**PROBLEM REQUIREMENTS**
In the records below, locate the line containing "of the large", then output that line and all later lines exactly, through the last one.

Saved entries
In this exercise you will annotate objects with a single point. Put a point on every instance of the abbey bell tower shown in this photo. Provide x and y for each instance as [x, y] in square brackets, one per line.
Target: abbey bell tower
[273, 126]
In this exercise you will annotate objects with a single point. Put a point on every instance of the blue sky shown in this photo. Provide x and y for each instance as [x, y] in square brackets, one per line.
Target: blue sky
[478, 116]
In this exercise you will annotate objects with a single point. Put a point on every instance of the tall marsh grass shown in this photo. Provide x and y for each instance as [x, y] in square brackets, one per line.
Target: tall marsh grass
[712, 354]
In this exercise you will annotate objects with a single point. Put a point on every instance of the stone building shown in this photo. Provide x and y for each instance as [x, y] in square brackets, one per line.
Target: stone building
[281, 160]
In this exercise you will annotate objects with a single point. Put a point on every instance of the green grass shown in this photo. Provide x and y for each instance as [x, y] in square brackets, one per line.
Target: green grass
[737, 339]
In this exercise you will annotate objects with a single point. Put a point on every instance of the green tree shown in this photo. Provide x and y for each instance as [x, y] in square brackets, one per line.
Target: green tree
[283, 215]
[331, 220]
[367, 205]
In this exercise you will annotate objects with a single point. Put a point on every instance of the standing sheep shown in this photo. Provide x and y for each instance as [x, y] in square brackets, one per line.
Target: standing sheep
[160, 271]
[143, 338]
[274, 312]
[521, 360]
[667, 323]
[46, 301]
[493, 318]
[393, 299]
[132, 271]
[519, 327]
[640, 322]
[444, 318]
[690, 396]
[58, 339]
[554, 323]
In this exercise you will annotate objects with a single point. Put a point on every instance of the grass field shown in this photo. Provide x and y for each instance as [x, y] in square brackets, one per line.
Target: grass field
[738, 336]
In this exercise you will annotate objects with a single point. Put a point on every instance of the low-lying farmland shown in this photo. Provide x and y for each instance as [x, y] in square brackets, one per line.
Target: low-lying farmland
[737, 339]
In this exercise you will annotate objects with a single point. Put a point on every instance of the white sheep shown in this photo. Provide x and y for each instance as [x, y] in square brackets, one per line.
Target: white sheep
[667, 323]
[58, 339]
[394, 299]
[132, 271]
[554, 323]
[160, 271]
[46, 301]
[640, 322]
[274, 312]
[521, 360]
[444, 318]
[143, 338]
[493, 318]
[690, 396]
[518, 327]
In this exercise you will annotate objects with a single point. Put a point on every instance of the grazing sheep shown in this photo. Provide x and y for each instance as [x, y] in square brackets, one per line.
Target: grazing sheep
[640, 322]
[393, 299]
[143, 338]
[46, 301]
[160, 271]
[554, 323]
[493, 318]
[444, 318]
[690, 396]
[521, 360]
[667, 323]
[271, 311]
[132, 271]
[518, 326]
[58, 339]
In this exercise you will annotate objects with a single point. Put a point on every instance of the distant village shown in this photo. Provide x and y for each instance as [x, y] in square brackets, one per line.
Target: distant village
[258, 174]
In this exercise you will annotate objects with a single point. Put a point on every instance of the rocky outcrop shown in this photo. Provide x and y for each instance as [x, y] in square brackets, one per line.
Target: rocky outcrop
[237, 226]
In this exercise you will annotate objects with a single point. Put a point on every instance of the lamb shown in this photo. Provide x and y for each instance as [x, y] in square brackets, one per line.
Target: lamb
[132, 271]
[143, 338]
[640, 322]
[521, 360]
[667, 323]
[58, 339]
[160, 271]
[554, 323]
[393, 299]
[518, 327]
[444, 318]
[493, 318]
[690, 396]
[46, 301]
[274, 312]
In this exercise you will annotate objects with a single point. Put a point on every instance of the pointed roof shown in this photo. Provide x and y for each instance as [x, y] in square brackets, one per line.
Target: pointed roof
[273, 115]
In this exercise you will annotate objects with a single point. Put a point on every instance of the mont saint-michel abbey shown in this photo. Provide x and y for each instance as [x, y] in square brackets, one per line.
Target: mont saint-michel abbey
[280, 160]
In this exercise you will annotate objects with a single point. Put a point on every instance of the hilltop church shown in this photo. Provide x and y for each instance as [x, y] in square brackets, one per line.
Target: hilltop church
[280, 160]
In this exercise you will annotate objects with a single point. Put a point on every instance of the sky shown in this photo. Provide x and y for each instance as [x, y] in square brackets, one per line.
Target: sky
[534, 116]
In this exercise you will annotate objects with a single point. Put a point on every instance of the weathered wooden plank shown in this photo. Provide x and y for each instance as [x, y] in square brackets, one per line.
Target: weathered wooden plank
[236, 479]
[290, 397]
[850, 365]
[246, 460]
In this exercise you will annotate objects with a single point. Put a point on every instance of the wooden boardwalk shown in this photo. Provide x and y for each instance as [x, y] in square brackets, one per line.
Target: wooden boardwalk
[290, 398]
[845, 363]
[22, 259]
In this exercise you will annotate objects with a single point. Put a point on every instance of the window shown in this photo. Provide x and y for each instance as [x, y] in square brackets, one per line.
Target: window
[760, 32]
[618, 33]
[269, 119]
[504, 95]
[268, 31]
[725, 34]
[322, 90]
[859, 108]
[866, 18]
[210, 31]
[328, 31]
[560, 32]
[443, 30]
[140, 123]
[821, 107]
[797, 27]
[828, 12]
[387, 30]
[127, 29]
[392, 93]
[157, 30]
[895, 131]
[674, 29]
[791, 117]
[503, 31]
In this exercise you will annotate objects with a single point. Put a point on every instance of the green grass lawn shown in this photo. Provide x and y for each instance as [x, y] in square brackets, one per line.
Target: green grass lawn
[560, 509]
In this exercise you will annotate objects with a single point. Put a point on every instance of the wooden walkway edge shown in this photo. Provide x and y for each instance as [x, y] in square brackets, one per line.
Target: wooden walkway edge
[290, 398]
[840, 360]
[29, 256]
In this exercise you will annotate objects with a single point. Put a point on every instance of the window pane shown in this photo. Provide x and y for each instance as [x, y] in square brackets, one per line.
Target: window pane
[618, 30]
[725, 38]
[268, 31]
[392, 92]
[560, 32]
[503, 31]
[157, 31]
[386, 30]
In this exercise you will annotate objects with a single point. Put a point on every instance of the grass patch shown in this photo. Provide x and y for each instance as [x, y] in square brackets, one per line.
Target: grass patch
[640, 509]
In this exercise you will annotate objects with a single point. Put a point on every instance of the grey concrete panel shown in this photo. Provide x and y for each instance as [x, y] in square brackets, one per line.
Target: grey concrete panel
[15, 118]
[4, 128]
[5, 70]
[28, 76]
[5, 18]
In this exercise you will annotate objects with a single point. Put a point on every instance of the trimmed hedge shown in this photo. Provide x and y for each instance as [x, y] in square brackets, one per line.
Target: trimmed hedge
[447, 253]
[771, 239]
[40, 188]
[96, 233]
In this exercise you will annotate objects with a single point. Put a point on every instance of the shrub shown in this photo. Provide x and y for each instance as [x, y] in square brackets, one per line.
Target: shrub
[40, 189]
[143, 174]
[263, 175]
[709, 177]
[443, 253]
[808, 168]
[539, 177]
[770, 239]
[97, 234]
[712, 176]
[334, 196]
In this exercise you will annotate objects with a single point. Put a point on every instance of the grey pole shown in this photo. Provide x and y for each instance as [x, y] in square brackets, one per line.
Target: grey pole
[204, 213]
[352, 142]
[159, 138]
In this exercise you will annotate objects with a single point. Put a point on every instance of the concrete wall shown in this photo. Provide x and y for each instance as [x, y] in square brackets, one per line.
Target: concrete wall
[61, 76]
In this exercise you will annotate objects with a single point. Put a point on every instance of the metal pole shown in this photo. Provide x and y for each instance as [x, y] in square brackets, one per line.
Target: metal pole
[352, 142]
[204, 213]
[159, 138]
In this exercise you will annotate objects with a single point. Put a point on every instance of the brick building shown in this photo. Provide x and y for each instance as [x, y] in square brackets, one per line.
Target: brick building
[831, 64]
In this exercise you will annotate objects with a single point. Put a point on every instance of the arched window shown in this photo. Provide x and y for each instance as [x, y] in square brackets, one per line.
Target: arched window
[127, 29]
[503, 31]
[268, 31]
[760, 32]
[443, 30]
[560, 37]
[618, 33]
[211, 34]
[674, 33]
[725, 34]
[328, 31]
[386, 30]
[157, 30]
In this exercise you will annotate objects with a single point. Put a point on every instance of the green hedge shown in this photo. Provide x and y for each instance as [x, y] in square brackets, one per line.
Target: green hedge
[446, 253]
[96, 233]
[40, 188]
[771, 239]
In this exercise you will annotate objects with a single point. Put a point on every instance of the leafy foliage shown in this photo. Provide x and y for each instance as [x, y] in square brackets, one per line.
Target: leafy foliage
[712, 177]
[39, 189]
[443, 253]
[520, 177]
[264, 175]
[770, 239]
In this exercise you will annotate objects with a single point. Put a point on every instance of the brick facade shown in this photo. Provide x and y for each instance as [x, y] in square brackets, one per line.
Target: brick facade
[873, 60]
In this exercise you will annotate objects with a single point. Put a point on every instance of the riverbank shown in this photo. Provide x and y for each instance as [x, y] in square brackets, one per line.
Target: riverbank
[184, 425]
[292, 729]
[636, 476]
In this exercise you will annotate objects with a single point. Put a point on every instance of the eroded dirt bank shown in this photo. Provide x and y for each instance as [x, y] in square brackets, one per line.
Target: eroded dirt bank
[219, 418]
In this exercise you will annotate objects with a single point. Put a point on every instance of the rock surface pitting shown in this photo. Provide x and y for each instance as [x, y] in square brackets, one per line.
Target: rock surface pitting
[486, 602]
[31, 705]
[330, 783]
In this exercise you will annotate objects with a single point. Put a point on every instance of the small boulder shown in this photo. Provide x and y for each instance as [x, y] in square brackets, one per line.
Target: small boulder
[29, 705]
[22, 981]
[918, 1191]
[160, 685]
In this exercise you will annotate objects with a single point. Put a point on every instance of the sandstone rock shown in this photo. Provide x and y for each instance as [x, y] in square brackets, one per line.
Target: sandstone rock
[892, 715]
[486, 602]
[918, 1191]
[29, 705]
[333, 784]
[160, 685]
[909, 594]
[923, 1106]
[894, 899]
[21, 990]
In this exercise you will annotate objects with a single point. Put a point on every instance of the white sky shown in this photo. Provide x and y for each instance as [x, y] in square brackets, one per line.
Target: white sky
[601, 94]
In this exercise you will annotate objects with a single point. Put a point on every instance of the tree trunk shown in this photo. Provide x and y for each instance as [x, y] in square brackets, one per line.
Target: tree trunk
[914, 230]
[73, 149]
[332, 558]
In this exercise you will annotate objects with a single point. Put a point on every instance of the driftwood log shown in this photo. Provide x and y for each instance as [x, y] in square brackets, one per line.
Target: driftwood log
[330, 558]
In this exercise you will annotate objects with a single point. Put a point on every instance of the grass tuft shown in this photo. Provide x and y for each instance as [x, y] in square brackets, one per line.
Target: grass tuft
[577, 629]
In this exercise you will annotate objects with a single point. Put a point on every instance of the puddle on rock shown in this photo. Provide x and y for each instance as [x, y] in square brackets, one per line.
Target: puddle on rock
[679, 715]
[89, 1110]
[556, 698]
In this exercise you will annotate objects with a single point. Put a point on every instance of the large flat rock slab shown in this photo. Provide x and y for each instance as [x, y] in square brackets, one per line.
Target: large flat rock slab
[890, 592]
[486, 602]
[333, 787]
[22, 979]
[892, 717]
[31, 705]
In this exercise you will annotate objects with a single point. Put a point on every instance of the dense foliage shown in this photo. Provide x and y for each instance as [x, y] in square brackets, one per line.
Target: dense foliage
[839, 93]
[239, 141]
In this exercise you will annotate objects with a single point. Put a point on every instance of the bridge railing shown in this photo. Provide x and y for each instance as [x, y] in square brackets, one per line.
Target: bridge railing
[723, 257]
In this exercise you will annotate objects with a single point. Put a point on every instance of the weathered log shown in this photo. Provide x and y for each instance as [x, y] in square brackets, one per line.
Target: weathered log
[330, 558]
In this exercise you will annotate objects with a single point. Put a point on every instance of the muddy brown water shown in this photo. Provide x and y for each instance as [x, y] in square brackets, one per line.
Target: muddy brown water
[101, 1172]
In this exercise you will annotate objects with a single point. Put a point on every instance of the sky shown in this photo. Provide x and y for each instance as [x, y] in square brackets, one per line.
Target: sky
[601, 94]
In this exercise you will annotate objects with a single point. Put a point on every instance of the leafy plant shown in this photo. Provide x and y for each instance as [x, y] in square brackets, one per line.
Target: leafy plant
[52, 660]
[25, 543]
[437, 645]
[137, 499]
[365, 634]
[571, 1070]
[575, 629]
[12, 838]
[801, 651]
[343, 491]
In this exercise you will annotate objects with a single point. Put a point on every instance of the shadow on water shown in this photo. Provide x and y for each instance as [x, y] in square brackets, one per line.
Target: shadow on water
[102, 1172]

**REPLY**
In this exercise you will annotate objects with a single point. Put a point on every instance of the large flat rock slab shown in this photo. Provide x and y for each instance as [x, y] in square brackets, one per line.
Target: large flat rock slab
[890, 592]
[486, 602]
[333, 787]
[22, 979]
[892, 717]
[31, 705]
In this exercise you will annotate objects with a single point. Put a point on every instance of the dense foliage shown in this photo. Provide x and y for each instance as [x, y] in square brackets, one per line.
Target: dense foliage
[839, 93]
[239, 141]
In this exercise you will annotate objects with a single point. Put a point on every instance of the bridge railing shown in this photo. Provide x and y for each instance as [x, y] in square brackets, one per line.
Target: bridge railing
[723, 257]
In this exercise you will annotate objects with a single point. Put a point on every instance of the weathered log shown in this photo. Provide x and y for each instance as [x, y] in square brackets, one per line.
Target: weathered log
[330, 558]
In this exercise you will annotate objects with a single point. Put a point on every instance of the muddy brown water shown in this photo. Provide x and y for each instance as [x, y] in square brackets, one per line.
Target: muddy brown water
[101, 1172]
In this exercise you will annotate objects with a single point. Put a point on every instance of the sky shown in this photo. Provide x and y for each instance as [x, y] in square brackets, one per line.
Target: sky
[601, 94]
In this exercise you will annotate objects with a single point. Put a point on every instance of the leafy plant shown in this photo. Provide x and y for each instance as [x, y] in square brackets, one per line.
Target: leafy plant
[52, 660]
[25, 543]
[437, 645]
[137, 499]
[365, 634]
[571, 1070]
[575, 629]
[12, 838]
[801, 651]
[343, 491]
In this exercise you will annotate objects with a single point. Put a point on every instance of the shadow on water shown in this photo. Provide x and y for each instance as [x, y] in square brackets, one per line.
Target: shadow on water
[102, 1172]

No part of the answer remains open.